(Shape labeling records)
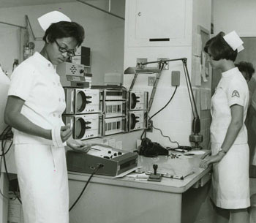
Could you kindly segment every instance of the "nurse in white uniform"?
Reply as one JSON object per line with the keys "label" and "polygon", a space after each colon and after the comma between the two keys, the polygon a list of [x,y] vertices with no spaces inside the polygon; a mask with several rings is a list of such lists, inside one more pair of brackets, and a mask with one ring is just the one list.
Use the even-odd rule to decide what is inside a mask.
{"label": "nurse in white uniform", "polygon": [[214,222],[249,222],[249,147],[244,124],[249,90],[234,65],[241,44],[235,31],[227,35],[220,32],[204,49],[211,67],[222,72],[211,99],[211,156],[203,157],[200,164],[202,167],[213,164],[211,197],[217,213]]}
{"label": "nurse in white uniform", "polygon": [[56,65],[74,55],[84,30],[59,12],[39,20],[46,29],[45,46],[15,69],[4,118],[14,132],[25,222],[68,223],[65,142],[74,149],[84,145],[70,139],[71,130],[62,121],[65,95]]}

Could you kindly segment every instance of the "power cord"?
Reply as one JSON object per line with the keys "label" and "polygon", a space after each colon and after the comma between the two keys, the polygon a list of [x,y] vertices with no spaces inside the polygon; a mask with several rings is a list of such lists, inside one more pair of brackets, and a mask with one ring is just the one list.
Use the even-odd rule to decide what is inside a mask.
{"label": "power cord", "polygon": [[[176,86],[176,87],[174,89],[174,91],[172,94],[172,96],[170,97],[169,101],[165,104],[165,105],[164,107],[162,107],[161,109],[159,109],[157,112],[156,112],[152,116],[151,116],[149,118],[148,118],[148,121],[152,119],[154,116],[156,116],[158,113],[159,113],[161,111],[162,111],[169,104],[170,102],[172,101],[175,94],[176,93],[176,91],[177,91],[177,88],[178,88],[178,86]],[[142,132],[141,135],[140,135],[140,140],[142,140],[143,139],[143,135],[145,135],[145,137],[146,137],[146,129],[144,129],[143,132]]]}
{"label": "power cord", "polygon": [[168,135],[163,135],[163,133],[162,133],[162,130],[161,130],[160,129],[156,128],[154,125],[152,125],[152,127],[153,127],[154,129],[158,130],[158,131],[160,131],[160,133],[161,133],[161,135],[162,135],[162,137],[167,137],[167,138],[169,140],[169,141],[170,141],[170,143],[177,143],[178,147],[179,147],[179,144],[178,144],[178,143],[177,141],[172,141],[171,139],[170,139],[170,137]]}
{"label": "power cord", "polygon": [[157,112],[156,112],[151,117],[149,118],[148,121],[150,121],[151,119],[153,118],[153,117],[156,116],[159,113],[160,113],[161,111],[162,111],[171,102],[171,100],[173,99],[175,94],[176,93],[176,90],[177,90],[178,86],[176,86],[174,89],[174,91],[173,93],[173,95],[171,96],[170,99],[169,99],[169,101],[165,104],[165,105],[164,107],[162,107],[160,110],[159,110]]}
{"label": "power cord", "polygon": [[81,196],[83,195],[83,192],[85,191],[85,189],[86,189],[86,186],[87,186],[88,184],[90,182],[91,178],[93,177],[93,175],[94,175],[95,173],[97,173],[97,172],[99,169],[102,168],[103,167],[104,167],[104,165],[103,165],[103,164],[102,164],[102,163],[97,164],[97,167],[94,168],[94,172],[91,174],[91,175],[90,175],[89,178],[88,179],[88,181],[87,181],[86,185],[84,186],[84,187],[83,187],[82,192],[80,193],[78,197],[77,200],[75,201],[75,203],[72,204],[72,205],[69,208],[69,211],[70,211],[75,207],[75,205],[76,205],[76,203],[78,202],[78,200],[80,200],[80,198]]}

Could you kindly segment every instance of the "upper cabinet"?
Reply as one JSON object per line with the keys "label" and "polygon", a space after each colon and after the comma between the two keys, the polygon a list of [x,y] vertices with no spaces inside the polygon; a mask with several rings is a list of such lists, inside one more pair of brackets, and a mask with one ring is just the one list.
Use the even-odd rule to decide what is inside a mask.
{"label": "upper cabinet", "polygon": [[192,0],[127,1],[128,47],[190,45]]}

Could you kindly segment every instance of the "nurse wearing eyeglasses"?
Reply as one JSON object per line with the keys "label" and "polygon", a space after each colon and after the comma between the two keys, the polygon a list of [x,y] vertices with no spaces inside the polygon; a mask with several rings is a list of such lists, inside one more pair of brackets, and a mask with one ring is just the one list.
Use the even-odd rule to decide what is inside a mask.
{"label": "nurse wearing eyeglasses", "polygon": [[56,11],[39,21],[45,29],[45,46],[15,69],[4,118],[14,133],[24,222],[68,223],[64,145],[74,149],[86,145],[70,138],[69,126],[62,121],[65,95],[56,66],[75,55],[84,30]]}
{"label": "nurse wearing eyeglasses", "polygon": [[201,167],[213,164],[211,198],[217,223],[249,222],[249,146],[244,124],[249,89],[234,64],[241,43],[236,32],[220,32],[204,48],[213,69],[222,71],[211,98],[211,156],[203,157],[200,164]]}

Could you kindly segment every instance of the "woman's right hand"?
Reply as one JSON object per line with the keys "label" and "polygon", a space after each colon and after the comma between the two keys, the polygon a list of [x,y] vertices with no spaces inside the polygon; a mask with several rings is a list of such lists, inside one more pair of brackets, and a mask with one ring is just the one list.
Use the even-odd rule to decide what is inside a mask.
{"label": "woman's right hand", "polygon": [[207,151],[205,152],[205,154],[201,156],[201,159],[204,159],[206,156],[211,156],[211,151]]}
{"label": "woman's right hand", "polygon": [[70,124],[68,124],[67,126],[61,127],[61,138],[62,142],[66,142],[72,135],[70,129]]}

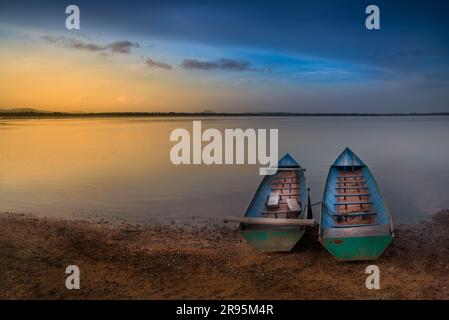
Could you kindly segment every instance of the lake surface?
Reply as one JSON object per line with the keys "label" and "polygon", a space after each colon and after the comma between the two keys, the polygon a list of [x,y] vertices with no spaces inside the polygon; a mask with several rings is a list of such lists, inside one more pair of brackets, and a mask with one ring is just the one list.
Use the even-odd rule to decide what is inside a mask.
{"label": "lake surface", "polygon": [[[188,118],[0,120],[0,211],[150,223],[239,216],[258,165],[174,166],[169,135]],[[449,117],[218,118],[203,129],[279,129],[320,201],[346,147],[369,165],[395,223],[449,208]],[[318,213],[319,207],[315,207]]]}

> _WHAT YOU ARE ASKED TO DO_:
Pull out every line of the data that contains the string "right", treating uppercase and lowercase as different, and copy each of those lines in full.

> _FULL OUTPUT_:
Could you kindly segment every instance of the "woman's right hand"?
{"label": "woman's right hand", "polygon": [[207,151],[205,152],[205,154],[201,156],[201,159],[204,159],[206,156],[211,156],[211,151]]}
{"label": "woman's right hand", "polygon": [[70,124],[68,124],[67,126],[61,127],[61,138],[62,142],[66,142],[72,135],[70,129]]}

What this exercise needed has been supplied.